▶ _Problem to work on_: Find each line in the material below that contains the string "grassy", matching uppercase and lowercase exactly, and copy those lines.

▶ _Records for the exercise_:
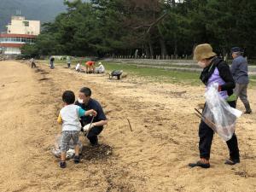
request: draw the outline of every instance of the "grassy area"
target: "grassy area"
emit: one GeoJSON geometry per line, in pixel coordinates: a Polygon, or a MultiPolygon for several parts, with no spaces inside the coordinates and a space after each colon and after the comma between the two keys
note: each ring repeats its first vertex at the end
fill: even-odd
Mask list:
{"type": "MultiPolygon", "coordinates": [[[[43,61],[44,63],[48,63],[49,61],[43,61]]],[[[73,63],[77,63],[79,61],[72,61],[73,63]]],[[[83,61],[84,64],[85,61],[83,61]]],[[[116,62],[105,62],[102,61],[108,72],[113,70],[123,70],[127,73],[129,76],[138,76],[144,78],[149,82],[162,82],[162,83],[181,83],[191,85],[201,84],[199,79],[199,72],[183,72],[183,71],[171,71],[161,68],[152,68],[146,67],[139,67],[132,64],[116,63],[116,62]]],[[[66,66],[66,61],[55,61],[56,66],[63,65],[66,66]]],[[[249,87],[256,86],[256,75],[250,76],[249,87]]]]}
{"type": "Polygon", "coordinates": [[[149,81],[164,83],[184,83],[189,84],[199,84],[199,73],[170,71],[160,68],[151,68],[137,67],[131,64],[104,63],[108,71],[121,69],[129,75],[136,75],[145,78],[149,81]]]}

▶ _Final result_:
request: draw the outline of every instance of the "grassy area"
target: "grassy area"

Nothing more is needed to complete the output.